HOW TO COMPLETE THIS TASK:
The records that follow are to be reproduced verbatim.

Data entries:
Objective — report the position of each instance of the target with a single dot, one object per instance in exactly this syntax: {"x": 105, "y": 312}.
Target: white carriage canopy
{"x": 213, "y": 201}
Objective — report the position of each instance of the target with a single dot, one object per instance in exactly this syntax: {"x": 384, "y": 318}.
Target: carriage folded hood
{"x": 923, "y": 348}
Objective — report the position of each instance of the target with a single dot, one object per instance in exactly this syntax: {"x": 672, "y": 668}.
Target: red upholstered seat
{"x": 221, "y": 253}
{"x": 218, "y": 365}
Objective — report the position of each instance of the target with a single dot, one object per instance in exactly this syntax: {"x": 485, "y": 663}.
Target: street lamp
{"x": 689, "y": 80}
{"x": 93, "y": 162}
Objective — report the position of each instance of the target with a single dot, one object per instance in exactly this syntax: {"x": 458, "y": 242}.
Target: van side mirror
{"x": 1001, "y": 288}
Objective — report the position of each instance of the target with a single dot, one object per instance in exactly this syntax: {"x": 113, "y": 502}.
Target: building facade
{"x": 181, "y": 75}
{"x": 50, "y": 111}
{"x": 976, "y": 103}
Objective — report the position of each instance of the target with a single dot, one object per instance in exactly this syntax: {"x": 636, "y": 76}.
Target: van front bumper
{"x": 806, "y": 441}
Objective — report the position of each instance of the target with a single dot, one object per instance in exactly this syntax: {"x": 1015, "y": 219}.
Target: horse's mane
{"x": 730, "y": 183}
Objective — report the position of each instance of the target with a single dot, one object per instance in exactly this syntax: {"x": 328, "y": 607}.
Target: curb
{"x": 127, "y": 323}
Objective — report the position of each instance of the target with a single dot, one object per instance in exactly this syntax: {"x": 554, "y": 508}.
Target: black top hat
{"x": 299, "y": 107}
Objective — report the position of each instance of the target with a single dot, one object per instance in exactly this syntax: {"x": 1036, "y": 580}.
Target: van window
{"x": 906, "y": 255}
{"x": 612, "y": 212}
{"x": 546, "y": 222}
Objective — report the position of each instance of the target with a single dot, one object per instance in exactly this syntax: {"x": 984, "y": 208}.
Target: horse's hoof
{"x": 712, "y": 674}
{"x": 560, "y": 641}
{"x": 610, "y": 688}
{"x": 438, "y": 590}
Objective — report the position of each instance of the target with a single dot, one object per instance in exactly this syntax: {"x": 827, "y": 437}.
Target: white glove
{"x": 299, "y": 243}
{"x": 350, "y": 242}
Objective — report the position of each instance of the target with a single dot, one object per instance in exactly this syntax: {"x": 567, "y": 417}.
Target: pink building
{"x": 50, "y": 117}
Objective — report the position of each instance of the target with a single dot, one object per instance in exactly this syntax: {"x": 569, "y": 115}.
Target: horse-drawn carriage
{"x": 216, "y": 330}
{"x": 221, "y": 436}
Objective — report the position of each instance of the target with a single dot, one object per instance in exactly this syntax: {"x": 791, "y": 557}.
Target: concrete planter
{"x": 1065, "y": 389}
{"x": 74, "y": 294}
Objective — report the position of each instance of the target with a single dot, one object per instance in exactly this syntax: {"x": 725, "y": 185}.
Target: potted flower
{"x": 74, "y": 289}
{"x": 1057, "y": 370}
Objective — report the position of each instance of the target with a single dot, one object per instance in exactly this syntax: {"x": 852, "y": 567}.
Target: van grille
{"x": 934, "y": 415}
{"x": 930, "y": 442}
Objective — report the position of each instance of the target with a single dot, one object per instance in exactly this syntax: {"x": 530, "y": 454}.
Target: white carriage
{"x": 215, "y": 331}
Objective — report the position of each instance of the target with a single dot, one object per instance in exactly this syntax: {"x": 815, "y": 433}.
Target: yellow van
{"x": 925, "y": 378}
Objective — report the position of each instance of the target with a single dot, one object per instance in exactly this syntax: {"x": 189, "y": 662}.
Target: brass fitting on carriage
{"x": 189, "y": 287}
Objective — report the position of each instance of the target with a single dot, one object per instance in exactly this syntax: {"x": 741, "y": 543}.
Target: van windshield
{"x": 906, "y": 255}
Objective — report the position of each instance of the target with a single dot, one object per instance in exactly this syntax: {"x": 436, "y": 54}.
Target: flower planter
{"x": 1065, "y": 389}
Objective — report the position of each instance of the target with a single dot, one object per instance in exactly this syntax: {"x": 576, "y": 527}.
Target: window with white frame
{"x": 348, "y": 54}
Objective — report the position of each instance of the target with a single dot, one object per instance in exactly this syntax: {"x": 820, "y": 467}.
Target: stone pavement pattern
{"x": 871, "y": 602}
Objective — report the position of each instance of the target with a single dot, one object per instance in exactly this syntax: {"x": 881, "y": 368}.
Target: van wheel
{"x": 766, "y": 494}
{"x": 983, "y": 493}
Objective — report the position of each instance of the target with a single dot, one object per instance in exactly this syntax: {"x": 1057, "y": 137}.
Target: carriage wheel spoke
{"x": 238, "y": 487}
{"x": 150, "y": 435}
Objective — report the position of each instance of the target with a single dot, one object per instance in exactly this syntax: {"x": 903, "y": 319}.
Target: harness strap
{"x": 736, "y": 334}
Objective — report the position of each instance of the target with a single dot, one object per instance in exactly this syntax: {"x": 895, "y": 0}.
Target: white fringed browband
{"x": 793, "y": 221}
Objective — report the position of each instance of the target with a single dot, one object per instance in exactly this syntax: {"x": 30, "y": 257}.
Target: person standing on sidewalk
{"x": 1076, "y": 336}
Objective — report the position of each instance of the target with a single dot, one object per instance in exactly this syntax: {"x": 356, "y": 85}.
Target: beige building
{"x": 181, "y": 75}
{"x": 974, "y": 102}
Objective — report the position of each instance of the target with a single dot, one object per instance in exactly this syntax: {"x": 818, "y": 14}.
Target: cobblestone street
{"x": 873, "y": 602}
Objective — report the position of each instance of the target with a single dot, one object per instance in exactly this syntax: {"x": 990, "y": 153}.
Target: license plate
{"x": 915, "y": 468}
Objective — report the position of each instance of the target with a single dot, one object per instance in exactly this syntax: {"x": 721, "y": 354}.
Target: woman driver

ANSWER SECTION:
Objective — report the position of each instance of the target with a single dot, one object per instance in exactly this syntax: {"x": 105, "y": 312}.
Target: white carriage canopy
{"x": 213, "y": 201}
Objective — report the position of each instance of the target with a single dot, one object per instance in exactly this syntax: {"x": 384, "y": 318}.
Target: carriage folded hood
{"x": 923, "y": 348}
Objective — report the position of each instance of the target with a single dot, one object per instance in exactly this syntax: {"x": 672, "y": 668}.
Target: red upholstered seat
{"x": 221, "y": 253}
{"x": 218, "y": 365}
Objective — report the position of each instance of the target with a single dot, one object per instance in exactly this syntax: {"x": 485, "y": 663}.
Target: street lamp
{"x": 689, "y": 80}
{"x": 93, "y": 162}
Objective — report the position of each instance of the target with a single dot, one object per instance in exactly this syntax: {"x": 458, "y": 242}.
Target: van side mirror
{"x": 1001, "y": 288}
Objective — report the position of each instance of the target with a single dot, one object per instance in exactly this syntax: {"x": 113, "y": 502}.
Target: building facade
{"x": 181, "y": 75}
{"x": 50, "y": 111}
{"x": 976, "y": 103}
Objective — report the position of each instance of the target with a single dot, one object per instance in exactly this syntax: {"x": 636, "y": 76}.
Target: van front bumper
{"x": 806, "y": 441}
Objective — report the position of each instance of the target with a single dot, one object per instance in exactly this syntax: {"x": 1015, "y": 219}.
Target: horse's mane
{"x": 730, "y": 183}
Objective — report the position of each instance of the target with a single dot, one object per instance in exactly this syntax: {"x": 328, "y": 607}.
Target: curb
{"x": 127, "y": 323}
Objective — report the position of each instance of the target with a single dot, one object per instance in exactly this syntax: {"x": 554, "y": 508}.
Target: black top hat
{"x": 299, "y": 107}
Objective — report the position of each instance of the target with a single dot, one object per instance in exactly this syntax: {"x": 1036, "y": 580}.
Target: van window
{"x": 906, "y": 255}
{"x": 612, "y": 212}
{"x": 546, "y": 222}
Objective — report the position of each instance of the target with a single dot, one object per instance in exactly this syntax: {"x": 984, "y": 208}.
Target: horse's hoof
{"x": 712, "y": 674}
{"x": 560, "y": 641}
{"x": 610, "y": 688}
{"x": 438, "y": 590}
Objective — report the position of each instance of the target with a single dot, one object per instance in exactly this syntax: {"x": 827, "y": 437}.
Target: white glove
{"x": 299, "y": 243}
{"x": 350, "y": 242}
Objective — report the position of each instance of the target with a single dot, one object per instance in exactly this syntax: {"x": 567, "y": 417}.
Target: pink building
{"x": 50, "y": 117}
Objective — report the position of each instance of the target with a single dot, one object per instance in exactly this syntax: {"x": 569, "y": 115}.
Target: horse-drawn carriage
{"x": 216, "y": 330}
{"x": 221, "y": 436}
Objective — report the position of each instance of the target with a single dot, one object per instance in exactly this syntax: {"x": 791, "y": 557}.
Target: concrete planter
{"x": 1065, "y": 389}
{"x": 74, "y": 294}
Objective — report the position of each instance of the target with a single dot, one object per instance in exactly this syntax: {"x": 725, "y": 185}.
Target: potted flower
{"x": 74, "y": 289}
{"x": 1057, "y": 370}
Objective — report the position of each instance of the target with a single dot, one object per instance in exactly this syntax: {"x": 852, "y": 567}.
Target: van grille
{"x": 934, "y": 415}
{"x": 930, "y": 442}
Objective — report the position of each instance of the target with a single dot, one object per instance in exactly this syntax: {"x": 530, "y": 454}.
Target: white carriage
{"x": 215, "y": 331}
Objective — report the position of each instance of the target with a single dot, one object per instance in exactly this syntax: {"x": 815, "y": 433}.
Target: yellow van
{"x": 925, "y": 378}
Objective — report the position of each instance of the target with a single dot, one object per instance in exactly this syntax: {"x": 189, "y": 662}.
Target: brass fitting on carriage
{"x": 189, "y": 287}
Objective — report the position of each instance of the target with a single dot, one object per instance in exactly this syntax: {"x": 741, "y": 543}.
Target: van windshield
{"x": 906, "y": 255}
Objective — report the position of each instance of the target with a single dot, one object per instance in exactly this syntax: {"x": 436, "y": 54}.
Target: flower planter
{"x": 1065, "y": 389}
Objective — report the position of each instance of the target with a single dot, one object per instance in exactly this syntax: {"x": 576, "y": 527}.
Target: window with white frame
{"x": 348, "y": 54}
Objective — report the position of each instance of the target with a single dot, one object per instance in exactly this syntax: {"x": 820, "y": 467}.
Target: stone pavement pattern
{"x": 871, "y": 602}
Objective — report the position of each instance of the target with a single dot, one object per instance in exactly this syntax: {"x": 881, "y": 368}.
Target: van wheel
{"x": 766, "y": 494}
{"x": 983, "y": 493}
Objective — report the position of each instance of the target with a single dot, one object per instance in exactly this syntax: {"x": 1057, "y": 137}.
Target: carriage wheel spoke
{"x": 238, "y": 487}
{"x": 150, "y": 435}
Objective — report the position of each instance of the target with a single dot, one object per instance in exactly this syntax: {"x": 903, "y": 319}.
Target: harness strap
{"x": 736, "y": 334}
Objective — report the position of each instance of the target with a single dot, one object per instance in exactly this syntax: {"x": 895, "y": 0}.
Target: white fringed browband
{"x": 793, "y": 221}
Objective — report the position of each instance of the target with a single dot, one object per instance in exactly this syntax: {"x": 30, "y": 257}.
Target: person standing on sidewalk
{"x": 1076, "y": 336}
Objective — report the position of each instance of the target with a single dot, one object per instance in exactly this syntax: {"x": 356, "y": 85}.
Target: beige building
{"x": 181, "y": 75}
{"x": 974, "y": 102}
Objective — report the position of each instance of the target with a single dot, one object per instance in exactly this syntax: {"x": 818, "y": 14}.
Target: cobblestone street
{"x": 873, "y": 602}
Objective — report the position of each instance of the target with a single dot, one object per instance in exactly this syntax: {"x": 990, "y": 153}.
Target: license plate
{"x": 915, "y": 468}
Objective — report the position of each instance of the target with a single dot, one object per instance in exactly this syntax: {"x": 721, "y": 354}.
Target: woman driver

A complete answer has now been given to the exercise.